Task directions: Pull out every line of the records below that contains the word "white", and copy each one in full.

------------------------------------------------------------------------

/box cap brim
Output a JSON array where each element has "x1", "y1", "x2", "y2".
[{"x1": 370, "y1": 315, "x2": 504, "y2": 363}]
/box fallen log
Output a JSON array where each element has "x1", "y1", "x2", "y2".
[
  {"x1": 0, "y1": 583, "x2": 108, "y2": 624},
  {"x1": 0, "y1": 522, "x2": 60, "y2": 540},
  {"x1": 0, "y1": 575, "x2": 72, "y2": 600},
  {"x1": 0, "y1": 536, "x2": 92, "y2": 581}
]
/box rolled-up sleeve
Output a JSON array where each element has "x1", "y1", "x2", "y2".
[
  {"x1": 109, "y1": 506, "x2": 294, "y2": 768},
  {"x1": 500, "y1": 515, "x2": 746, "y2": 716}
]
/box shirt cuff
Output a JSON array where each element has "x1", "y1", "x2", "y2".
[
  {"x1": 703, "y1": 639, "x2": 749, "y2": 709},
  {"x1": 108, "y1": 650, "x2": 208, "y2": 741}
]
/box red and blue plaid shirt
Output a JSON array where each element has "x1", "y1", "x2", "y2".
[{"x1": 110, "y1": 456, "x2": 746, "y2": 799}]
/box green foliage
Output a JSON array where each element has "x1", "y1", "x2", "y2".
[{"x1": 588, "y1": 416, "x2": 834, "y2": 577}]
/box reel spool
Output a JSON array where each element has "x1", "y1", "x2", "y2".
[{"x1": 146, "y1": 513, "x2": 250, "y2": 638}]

------------------------------------------------------------------------

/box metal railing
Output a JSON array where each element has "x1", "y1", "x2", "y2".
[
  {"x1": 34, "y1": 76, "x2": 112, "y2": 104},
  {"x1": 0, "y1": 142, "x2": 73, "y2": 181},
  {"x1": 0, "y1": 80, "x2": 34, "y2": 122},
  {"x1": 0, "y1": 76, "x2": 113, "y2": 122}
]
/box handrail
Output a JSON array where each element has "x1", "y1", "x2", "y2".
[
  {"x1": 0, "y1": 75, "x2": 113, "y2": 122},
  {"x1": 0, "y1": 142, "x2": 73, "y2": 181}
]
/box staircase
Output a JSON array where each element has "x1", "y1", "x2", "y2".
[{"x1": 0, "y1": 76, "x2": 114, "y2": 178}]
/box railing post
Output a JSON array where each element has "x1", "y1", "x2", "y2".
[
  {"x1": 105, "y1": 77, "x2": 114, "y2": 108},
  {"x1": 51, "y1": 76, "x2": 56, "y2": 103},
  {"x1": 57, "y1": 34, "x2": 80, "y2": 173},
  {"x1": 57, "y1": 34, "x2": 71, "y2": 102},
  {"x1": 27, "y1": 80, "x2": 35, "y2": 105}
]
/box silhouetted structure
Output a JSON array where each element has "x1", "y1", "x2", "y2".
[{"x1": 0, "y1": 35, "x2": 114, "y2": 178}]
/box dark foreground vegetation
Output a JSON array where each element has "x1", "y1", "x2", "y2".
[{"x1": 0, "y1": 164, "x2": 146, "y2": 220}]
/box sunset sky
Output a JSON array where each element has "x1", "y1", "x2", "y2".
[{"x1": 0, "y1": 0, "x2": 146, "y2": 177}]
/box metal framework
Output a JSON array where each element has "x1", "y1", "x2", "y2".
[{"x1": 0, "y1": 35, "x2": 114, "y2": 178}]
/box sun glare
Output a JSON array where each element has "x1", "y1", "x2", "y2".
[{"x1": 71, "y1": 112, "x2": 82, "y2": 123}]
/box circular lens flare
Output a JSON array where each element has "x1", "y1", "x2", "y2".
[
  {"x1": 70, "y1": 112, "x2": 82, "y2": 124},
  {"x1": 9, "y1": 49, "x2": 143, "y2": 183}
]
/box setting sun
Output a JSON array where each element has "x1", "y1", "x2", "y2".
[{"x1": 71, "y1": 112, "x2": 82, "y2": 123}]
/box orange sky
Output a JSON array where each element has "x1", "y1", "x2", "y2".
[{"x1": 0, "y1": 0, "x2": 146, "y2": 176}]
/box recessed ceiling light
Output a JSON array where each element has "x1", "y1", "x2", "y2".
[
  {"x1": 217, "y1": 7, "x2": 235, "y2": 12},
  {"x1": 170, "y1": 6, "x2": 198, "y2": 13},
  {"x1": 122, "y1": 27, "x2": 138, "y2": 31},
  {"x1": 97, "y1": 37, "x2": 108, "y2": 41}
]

------------------------------------------------------------------------

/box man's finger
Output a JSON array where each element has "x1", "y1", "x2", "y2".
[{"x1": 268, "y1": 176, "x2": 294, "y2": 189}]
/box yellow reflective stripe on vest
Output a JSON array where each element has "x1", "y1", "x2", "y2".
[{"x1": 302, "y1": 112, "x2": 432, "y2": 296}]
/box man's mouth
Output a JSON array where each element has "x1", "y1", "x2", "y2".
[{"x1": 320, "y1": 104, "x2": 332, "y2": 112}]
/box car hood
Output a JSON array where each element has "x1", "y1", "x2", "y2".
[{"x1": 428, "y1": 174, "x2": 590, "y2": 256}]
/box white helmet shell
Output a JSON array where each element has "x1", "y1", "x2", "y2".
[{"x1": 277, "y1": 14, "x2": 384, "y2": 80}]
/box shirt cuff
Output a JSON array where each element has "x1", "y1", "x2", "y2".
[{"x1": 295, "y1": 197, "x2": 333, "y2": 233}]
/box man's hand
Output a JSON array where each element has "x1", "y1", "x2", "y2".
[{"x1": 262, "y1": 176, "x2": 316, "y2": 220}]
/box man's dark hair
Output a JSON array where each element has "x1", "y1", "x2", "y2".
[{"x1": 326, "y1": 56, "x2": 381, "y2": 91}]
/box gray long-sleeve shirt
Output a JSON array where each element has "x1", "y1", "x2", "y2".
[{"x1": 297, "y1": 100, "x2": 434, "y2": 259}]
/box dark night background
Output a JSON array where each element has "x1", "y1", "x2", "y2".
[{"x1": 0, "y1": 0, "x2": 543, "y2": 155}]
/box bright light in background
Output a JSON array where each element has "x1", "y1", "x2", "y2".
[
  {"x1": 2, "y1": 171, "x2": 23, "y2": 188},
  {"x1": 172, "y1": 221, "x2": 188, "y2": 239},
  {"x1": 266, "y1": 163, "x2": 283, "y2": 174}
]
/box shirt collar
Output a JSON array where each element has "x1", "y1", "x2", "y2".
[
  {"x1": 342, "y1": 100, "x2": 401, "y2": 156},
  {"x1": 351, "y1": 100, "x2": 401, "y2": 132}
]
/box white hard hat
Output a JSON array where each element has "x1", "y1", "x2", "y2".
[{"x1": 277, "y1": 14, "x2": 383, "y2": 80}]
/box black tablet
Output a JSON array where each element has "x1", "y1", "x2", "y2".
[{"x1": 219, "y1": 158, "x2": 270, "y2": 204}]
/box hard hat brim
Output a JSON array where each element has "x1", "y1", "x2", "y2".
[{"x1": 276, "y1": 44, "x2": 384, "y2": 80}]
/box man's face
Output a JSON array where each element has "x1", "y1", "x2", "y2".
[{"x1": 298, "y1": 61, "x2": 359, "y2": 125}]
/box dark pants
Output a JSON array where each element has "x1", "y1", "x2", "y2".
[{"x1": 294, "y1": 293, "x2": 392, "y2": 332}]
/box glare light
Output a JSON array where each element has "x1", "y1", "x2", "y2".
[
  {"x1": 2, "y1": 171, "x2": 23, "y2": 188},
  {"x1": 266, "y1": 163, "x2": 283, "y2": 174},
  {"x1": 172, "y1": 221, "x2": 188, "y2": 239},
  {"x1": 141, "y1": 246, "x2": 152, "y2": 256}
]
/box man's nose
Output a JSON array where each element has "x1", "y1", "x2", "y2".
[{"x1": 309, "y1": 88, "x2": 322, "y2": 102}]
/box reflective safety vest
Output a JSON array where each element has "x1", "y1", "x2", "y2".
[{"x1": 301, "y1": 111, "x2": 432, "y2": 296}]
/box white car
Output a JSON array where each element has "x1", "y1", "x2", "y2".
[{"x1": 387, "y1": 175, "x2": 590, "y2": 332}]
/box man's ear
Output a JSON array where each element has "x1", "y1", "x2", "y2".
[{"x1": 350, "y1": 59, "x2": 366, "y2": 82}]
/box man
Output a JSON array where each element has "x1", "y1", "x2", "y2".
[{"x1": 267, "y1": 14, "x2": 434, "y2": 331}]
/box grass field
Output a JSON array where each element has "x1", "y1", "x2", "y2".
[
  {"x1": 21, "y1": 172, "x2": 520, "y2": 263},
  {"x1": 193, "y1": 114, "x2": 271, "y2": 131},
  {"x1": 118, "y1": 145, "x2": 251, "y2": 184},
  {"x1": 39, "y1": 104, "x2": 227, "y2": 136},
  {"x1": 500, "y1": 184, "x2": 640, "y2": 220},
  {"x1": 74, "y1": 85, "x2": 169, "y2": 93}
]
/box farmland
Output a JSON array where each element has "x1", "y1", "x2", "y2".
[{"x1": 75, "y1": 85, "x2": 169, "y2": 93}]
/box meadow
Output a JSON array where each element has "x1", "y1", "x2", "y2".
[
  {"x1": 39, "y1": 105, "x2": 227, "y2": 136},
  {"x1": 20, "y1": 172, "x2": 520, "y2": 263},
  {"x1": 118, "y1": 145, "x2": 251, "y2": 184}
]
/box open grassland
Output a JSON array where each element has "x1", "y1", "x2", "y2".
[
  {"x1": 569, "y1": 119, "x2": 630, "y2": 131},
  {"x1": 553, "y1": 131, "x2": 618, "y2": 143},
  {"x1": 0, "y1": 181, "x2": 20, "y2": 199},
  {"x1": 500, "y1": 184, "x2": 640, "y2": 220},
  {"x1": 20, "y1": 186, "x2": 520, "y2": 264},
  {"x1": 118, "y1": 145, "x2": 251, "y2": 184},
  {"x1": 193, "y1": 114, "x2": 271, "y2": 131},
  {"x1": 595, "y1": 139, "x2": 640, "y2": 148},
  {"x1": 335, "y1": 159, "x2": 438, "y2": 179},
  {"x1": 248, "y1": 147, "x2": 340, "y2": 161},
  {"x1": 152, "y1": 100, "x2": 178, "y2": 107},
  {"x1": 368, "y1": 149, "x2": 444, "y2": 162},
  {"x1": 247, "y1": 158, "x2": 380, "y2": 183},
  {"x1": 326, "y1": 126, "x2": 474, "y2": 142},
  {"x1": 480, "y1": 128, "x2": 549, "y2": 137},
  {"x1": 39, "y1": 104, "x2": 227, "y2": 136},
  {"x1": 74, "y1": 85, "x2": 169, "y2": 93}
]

------------------------------------------------------------------------

Response for this exercise:
/box white helmet shell
/box white hard hat
/box white car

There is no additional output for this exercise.